> [TASK]
Repeat the whole listing below, word for word.

____

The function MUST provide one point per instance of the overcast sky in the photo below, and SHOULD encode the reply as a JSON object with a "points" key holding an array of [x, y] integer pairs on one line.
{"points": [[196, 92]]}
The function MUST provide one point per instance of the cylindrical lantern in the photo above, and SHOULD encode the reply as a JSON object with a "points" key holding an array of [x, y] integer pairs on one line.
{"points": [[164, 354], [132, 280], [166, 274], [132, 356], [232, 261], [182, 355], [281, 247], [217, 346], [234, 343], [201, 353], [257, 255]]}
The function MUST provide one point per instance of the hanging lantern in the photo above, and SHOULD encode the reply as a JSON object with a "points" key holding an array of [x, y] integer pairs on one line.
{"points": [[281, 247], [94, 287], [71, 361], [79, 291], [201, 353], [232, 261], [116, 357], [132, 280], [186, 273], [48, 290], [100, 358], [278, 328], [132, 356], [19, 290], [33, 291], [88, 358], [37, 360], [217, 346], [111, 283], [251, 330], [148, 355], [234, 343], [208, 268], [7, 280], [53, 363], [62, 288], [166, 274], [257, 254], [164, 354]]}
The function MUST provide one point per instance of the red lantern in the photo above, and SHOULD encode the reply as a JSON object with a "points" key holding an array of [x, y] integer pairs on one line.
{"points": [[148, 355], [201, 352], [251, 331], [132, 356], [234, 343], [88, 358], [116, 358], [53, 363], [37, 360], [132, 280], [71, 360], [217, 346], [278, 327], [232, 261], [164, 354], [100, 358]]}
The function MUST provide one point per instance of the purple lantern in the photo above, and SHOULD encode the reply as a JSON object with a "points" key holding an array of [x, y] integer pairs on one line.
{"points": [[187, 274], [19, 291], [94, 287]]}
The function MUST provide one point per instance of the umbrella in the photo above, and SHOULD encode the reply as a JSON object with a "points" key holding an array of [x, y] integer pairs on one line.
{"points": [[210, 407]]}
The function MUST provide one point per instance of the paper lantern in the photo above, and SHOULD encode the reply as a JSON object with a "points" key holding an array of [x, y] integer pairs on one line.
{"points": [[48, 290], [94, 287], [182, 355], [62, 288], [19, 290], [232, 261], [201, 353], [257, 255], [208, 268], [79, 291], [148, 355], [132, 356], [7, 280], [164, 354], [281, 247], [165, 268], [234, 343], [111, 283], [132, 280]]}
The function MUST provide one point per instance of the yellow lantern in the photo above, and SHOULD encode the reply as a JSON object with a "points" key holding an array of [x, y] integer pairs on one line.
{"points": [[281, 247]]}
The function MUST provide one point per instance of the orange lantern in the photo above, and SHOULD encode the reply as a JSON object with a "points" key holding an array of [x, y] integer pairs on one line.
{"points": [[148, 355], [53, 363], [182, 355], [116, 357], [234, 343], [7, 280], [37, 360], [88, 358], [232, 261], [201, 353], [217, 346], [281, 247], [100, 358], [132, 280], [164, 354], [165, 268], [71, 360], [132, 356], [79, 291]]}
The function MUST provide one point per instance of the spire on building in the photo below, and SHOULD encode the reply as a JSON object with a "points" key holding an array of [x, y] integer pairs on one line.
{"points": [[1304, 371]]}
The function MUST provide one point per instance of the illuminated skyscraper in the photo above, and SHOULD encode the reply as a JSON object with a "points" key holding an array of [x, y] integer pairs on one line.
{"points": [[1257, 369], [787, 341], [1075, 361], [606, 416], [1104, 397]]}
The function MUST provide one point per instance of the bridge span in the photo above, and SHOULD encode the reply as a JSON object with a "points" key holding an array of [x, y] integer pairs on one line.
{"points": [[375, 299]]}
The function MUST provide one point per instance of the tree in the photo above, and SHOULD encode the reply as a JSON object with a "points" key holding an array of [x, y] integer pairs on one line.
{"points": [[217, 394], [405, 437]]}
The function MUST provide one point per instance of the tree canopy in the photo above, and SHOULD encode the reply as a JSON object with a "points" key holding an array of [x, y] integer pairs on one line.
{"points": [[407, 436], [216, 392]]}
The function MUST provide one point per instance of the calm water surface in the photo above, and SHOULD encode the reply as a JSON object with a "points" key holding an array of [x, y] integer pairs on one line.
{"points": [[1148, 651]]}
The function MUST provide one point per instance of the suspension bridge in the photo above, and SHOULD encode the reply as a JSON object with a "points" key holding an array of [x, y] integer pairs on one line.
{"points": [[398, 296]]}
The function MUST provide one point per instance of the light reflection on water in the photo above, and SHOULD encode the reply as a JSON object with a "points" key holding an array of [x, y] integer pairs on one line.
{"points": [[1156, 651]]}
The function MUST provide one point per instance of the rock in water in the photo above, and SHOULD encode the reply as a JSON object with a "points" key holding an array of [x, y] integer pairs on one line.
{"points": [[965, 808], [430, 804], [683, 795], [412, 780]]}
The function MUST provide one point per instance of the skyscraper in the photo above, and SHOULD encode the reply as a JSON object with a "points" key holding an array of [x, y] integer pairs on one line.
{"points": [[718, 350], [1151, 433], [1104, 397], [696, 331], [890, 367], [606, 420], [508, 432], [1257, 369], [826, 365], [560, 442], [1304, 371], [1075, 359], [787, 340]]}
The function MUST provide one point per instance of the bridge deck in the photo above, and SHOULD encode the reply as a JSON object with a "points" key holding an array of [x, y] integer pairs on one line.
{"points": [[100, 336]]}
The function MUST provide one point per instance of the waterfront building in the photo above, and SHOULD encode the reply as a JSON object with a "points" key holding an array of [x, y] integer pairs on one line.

____

> [EXERCISE OUTPUT]
The function MUST provide one point per instance of the overcast sky in the photo below, and SHOULD encode the reply as a JSON object with a "points" key holding an array of [x, y] integer pairs on one line.
{"points": [[196, 92]]}
The function MUST provide one point per instance of the cylindrical lantern in the photo above, and SHOULD encode the reply as a JSON object with a "points" key holding an array of [x, y] integer pairs on one line.
{"points": [[164, 354], [132, 280], [166, 274], [132, 356], [232, 261], [182, 355], [281, 247], [217, 346], [234, 343], [201, 353], [257, 255]]}
The function MUST provide one point per instance of the hanging lantern in the photo above, and SHOULD encode the reply as a JSON object with a "points" key holding an array of [x, y] integer pairs on one line.
{"points": [[281, 247], [94, 287], [71, 361], [79, 291], [201, 353], [232, 261], [116, 357], [132, 280], [186, 273], [48, 290], [100, 358], [278, 328], [132, 356], [19, 290], [33, 291], [88, 358], [37, 360], [217, 346], [111, 283], [251, 330], [148, 355], [234, 343], [208, 268], [7, 280], [53, 363], [62, 288], [166, 274], [257, 254], [164, 354]]}
The function MUST provide one point per instance of the red lantern in the photo above, and SHOULD encode the reply as a JSON object with a "points" key holding an array of [x, y] integer pairs on one line.
{"points": [[148, 355], [201, 352], [251, 331], [132, 356], [234, 343], [88, 358], [116, 358], [53, 363], [37, 360], [132, 280], [71, 360], [217, 346], [278, 327], [232, 261], [164, 354], [100, 358]]}
The function MUST provide one point per instance of the purple lantern in the photo above, and SHOULD encode the reply as a JSON object with a "points" key holding an array of [x, y] integer pairs on one line.
{"points": [[187, 274], [19, 291], [94, 287]]}
The function MUST provide one point per instance of the umbrella in the photo above, and SHOULD encode the reply as a JSON object with a "points" key holding an array of [x, y] integer pairs on one line.
{"points": [[210, 407]]}
The function MUST provide one point per instance of the paper lantern in the photo above, and SHOULD encode the reply as a JSON object with a "points" key holding an array of [x, y] integer pairs on one line.
{"points": [[48, 290], [94, 287], [182, 355], [62, 288], [19, 290], [232, 261], [201, 353], [257, 255], [208, 268], [79, 291], [148, 355], [132, 356], [7, 280], [164, 354], [281, 247], [165, 268], [234, 343], [111, 283], [132, 280]]}
The function MUST provide one point per instance of the yellow lantern in the photo above, and SHOULD encode the reply as a JSON object with a "points" key holding an array of [x, y] integer pairs on one line.
{"points": [[281, 247]]}
The function MUST provide one point per instance of the orange lantern in the photo above, and SHOULD encode the reply as a JSON object with a "points" key holding an array of [x, y] integer pairs on one line.
{"points": [[148, 355], [53, 363], [182, 355], [116, 357], [234, 343], [7, 280], [37, 360], [88, 358], [232, 261], [201, 353], [217, 346], [281, 247], [100, 358], [132, 280], [164, 354], [165, 268], [71, 360], [132, 356], [79, 291]]}
The function MUST provide one point per instance of the spire on building in the photo below, and SHOULD encode the reply as a JSON object with a "points" key holding an array of [x, y] integer pairs on one line.
{"points": [[1304, 371]]}
The function MUST provide one point per instance of the illuminated skyscraper in the photo above, and SHOULD encode the reply as a JSON object with a "points" key holding an array of [x, y] integer pairs on one line.
{"points": [[1257, 369], [787, 341], [1075, 361], [606, 416], [1104, 397]]}
The function MUST provide one point per instance of the bridge span in the photo above, and SHOULD encode the reply as a JSON object with a "points" key holding an array of [x, y] integer pairs on one line.
{"points": [[375, 299]]}
The function MUST provide one point per instance of the tree in the photo above, and SHOULD encode the reply as a JSON object with a "points" key holding an array of [x, y] integer pairs on one line.
{"points": [[217, 394], [405, 437]]}
The function MUST provide one point per instance of the tree canopy in the photo above, and SHOULD encode the reply as a JSON object with a "points" key holding an array of [x, y] integer pairs on one line.
{"points": [[407, 436], [216, 392]]}
The function MUST provide one point per instance of the calm water surface in the photo above, and SHOULD encode the reply as a JSON object with a "points" key holding an array of [x, y] integer pairs on one line.
{"points": [[1148, 651]]}
The function MUST provide one point per instance of the suspension bridge in the photo above, and SHOULD encode the reply as a JSON object with a "points" key holding an array of [x, y] integer pairs on one line.
{"points": [[398, 296]]}
The function MUST provide one point per instance of the light reflection on water in the photo above, and SHOULD encode the reply as a JSON object with a "points" key holding an array of [x, y] integer pairs on one line.
{"points": [[1156, 651]]}
The function MUST provide one point per instance of the rock in water in the photo above, and SHOULD encode the reply as a JSON object with a "points" key holding an array of [x, y] integer pairs on one line.
{"points": [[965, 808], [430, 804], [683, 795], [412, 780]]}
The function MUST provide one point per instance of the skyscraper in the photo above, and SHOULD encode the reply as a JSON object with a "points" key holding an array of [x, y] integer pairs on one line.
{"points": [[718, 350], [1151, 433], [1104, 397], [696, 331], [890, 367], [606, 420], [508, 432], [1257, 369], [826, 365], [560, 442], [1304, 371], [1075, 359], [787, 340]]}
The function MUST provide one point per instance of the bridge deck in the photo above, and SHOULD encode the reply as a JSON object with a "points" key holding an array of [x, y] integer pairs on one line.
{"points": [[100, 336]]}
The function MUST provide one point per instance of the waterfront building in the photo above, and SHOULD encode the reply as a JSON object with a "points" key holding an array of [x, y] integer pairs on one line.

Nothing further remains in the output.